BRANO DA LEGGERE>
━━━━

Indubbia capacità letteraria dantesca, unita a peculiare fantasia, fa da sfondo attraverso un linguaggio metaforico e splendidamente espressivo, come si conviene ad uno scrittore il cui poema risuona attuale oltre secolo, donando piacer di lettura e parallelamente elargendosi alle menti come acuto e profondo stimolo riflessivo.
Contra miglior voler voler mal pugna; | |
onde contra ’l piacer mio, per piacerli, | |
3 | trassi de l’acqua non sazia la spugna. |
Contro una volontà più potente (Contra miglior voler), la volontà ha poco da guerreggiare (voler mal pugna); di conseguenza contro il suo stesso piacere (onde contra ’l piacer mio), al fin di compiacer Adriano V (per piacerli), Dante trae dall’(trassi de l’)acqua la spugna non ancor sazia:
La metafora della spugna sta ad indicare il parziale appagamento dell’Alighieri il quale, dopo aver il papa interrotto la conversazione, avrebbe desiderato porgli ulteriori domande, ma il suo proposito s’adegua rassegnatamente al voler del Fieschi.

━━━━

IL TUO COMPITO> Ricopia senza modifiche, dal commento ai versi di Dante, il passo che va da "Indubbia capacità letteraria" fino a "profondo stimolo riflessivo.", queste ultime parole comprese.

━━━━

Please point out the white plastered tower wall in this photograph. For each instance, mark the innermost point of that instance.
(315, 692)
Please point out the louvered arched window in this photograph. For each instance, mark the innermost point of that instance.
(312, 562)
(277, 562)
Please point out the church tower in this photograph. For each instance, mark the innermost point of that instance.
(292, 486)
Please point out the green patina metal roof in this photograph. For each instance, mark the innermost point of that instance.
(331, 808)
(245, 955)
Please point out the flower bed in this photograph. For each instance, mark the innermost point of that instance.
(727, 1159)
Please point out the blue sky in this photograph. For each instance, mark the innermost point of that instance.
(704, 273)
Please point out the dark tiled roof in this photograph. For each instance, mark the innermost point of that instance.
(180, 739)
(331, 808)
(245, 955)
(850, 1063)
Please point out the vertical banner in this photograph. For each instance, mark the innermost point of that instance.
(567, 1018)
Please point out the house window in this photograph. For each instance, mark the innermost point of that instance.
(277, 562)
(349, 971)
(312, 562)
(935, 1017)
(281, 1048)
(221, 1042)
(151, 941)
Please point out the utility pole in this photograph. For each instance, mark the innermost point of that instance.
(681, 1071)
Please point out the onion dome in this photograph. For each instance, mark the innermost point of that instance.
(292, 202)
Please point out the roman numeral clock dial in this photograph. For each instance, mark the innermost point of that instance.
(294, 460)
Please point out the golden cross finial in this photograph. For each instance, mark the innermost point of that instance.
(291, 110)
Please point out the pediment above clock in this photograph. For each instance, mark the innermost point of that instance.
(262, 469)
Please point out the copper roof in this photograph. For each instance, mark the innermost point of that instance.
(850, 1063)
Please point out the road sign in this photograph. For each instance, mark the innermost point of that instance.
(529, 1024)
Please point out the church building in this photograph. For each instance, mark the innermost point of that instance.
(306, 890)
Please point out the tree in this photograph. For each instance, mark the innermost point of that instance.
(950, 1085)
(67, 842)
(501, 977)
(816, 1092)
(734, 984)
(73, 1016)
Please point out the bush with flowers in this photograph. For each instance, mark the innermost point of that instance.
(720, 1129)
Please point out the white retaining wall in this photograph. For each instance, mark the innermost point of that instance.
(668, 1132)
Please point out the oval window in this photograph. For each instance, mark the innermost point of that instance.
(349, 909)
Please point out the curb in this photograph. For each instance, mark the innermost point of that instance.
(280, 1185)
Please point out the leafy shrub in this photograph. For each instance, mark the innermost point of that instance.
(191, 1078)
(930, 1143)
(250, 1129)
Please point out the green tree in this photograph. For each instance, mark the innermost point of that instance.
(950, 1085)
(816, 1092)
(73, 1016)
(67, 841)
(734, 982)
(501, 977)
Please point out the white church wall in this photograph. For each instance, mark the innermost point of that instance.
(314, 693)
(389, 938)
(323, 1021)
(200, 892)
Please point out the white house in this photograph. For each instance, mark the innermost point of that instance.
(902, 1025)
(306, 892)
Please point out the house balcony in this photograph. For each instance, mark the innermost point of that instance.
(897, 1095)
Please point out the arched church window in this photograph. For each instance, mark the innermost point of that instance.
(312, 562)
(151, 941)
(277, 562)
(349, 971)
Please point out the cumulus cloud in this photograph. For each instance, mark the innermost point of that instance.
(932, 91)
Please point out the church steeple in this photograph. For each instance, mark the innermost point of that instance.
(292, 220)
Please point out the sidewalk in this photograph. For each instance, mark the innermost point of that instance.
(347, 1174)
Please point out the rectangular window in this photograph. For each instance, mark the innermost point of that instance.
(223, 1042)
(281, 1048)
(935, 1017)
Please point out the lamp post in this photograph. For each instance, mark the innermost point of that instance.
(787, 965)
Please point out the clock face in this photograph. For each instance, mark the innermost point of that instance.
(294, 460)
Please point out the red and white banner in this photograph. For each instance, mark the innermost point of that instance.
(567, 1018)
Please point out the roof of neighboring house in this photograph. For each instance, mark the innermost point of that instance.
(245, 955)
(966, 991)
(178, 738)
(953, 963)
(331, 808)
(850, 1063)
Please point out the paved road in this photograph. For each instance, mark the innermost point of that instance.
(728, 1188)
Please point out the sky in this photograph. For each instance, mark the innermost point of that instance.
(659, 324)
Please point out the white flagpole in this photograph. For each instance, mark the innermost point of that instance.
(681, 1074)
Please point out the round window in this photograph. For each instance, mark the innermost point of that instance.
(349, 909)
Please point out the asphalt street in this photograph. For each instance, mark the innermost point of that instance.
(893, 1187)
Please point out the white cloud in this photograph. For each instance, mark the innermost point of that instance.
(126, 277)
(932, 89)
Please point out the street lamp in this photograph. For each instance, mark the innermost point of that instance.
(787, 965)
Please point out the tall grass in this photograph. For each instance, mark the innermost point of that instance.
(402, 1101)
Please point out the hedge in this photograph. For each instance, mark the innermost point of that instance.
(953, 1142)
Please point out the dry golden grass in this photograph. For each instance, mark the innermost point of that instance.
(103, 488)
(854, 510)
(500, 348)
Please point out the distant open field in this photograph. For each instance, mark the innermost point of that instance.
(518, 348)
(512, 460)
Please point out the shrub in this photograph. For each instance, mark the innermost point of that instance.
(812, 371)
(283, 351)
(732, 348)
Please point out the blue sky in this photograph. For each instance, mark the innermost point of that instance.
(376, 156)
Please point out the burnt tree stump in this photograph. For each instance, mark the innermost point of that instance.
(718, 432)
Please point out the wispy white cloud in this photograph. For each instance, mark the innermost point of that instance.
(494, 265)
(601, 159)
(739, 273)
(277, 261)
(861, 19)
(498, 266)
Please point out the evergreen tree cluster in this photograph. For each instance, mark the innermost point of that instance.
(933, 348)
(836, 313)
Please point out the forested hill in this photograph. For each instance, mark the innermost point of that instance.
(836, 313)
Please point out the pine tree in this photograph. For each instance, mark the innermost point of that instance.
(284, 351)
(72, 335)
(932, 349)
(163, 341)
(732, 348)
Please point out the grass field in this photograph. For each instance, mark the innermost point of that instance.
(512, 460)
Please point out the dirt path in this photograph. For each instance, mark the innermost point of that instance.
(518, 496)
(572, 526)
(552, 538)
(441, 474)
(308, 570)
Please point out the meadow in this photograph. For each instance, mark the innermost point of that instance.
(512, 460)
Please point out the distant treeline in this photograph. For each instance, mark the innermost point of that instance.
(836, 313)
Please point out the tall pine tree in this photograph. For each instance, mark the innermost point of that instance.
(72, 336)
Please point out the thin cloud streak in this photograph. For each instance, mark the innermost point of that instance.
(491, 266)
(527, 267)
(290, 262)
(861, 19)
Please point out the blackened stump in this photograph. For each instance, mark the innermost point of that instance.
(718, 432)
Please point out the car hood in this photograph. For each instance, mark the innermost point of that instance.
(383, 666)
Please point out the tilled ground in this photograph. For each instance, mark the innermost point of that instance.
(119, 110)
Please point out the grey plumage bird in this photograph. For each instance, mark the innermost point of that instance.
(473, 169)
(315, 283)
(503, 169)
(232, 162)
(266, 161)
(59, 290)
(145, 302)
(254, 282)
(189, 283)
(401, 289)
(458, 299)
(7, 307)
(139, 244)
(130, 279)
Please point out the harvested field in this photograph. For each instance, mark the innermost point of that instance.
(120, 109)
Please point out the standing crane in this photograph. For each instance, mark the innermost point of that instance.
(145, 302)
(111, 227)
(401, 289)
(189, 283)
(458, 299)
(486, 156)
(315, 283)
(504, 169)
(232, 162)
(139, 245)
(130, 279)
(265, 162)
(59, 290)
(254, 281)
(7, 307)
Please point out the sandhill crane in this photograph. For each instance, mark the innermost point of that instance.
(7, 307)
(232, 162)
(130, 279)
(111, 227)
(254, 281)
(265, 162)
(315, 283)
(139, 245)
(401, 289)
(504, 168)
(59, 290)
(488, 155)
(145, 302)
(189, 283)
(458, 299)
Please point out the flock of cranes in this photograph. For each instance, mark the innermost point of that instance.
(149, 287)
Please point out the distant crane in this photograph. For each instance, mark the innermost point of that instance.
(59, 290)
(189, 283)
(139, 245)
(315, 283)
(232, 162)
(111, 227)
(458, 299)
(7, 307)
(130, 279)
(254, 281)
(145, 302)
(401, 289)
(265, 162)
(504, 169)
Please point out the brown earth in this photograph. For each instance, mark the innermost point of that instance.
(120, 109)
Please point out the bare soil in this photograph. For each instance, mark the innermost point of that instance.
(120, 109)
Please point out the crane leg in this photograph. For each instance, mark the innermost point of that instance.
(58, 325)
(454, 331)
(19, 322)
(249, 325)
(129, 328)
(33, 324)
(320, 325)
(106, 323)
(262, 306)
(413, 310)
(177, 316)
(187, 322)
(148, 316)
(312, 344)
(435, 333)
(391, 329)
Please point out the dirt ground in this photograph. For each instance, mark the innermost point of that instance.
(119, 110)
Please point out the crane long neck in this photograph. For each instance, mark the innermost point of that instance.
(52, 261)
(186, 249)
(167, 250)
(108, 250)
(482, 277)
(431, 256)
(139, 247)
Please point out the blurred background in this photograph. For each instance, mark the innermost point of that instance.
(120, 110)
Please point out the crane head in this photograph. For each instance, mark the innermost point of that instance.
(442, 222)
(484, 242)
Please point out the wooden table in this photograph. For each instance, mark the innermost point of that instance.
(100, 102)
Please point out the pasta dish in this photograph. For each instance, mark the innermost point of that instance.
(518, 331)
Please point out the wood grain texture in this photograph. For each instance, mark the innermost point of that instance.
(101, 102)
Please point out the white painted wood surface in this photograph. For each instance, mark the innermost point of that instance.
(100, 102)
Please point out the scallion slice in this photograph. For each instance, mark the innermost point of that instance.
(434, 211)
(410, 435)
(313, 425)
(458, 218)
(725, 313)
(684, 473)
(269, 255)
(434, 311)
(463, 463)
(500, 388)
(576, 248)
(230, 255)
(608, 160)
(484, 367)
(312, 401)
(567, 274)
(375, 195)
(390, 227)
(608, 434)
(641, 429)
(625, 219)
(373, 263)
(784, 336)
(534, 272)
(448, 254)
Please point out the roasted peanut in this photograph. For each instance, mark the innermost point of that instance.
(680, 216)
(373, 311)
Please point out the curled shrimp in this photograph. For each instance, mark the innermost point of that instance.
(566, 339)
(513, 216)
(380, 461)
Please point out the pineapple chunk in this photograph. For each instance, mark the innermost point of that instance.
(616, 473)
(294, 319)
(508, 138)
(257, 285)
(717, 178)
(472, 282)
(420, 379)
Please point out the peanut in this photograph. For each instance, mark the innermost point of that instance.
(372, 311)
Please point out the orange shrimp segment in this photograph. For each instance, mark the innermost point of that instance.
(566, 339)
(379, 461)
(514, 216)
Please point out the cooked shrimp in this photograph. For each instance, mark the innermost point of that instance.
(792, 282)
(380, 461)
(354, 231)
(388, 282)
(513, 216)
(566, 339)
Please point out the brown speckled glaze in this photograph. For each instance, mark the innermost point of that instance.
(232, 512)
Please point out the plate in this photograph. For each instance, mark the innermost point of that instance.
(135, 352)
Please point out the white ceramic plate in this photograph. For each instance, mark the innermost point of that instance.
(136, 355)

━━━━

RISPOSTA AL COMPITO>
Indubbia capacità letteraria dantesca, unita a peculiare fantasia, fa da sfondo attraverso un linguaggio metaforico e splendidamente espressivo, come si conviene ad uno scrittore il cui poema risuona attuale oltre secolo, donando piacer di lettura e parallelamente elargendosi alle menti come acuto e profondo stimolo riflessivo.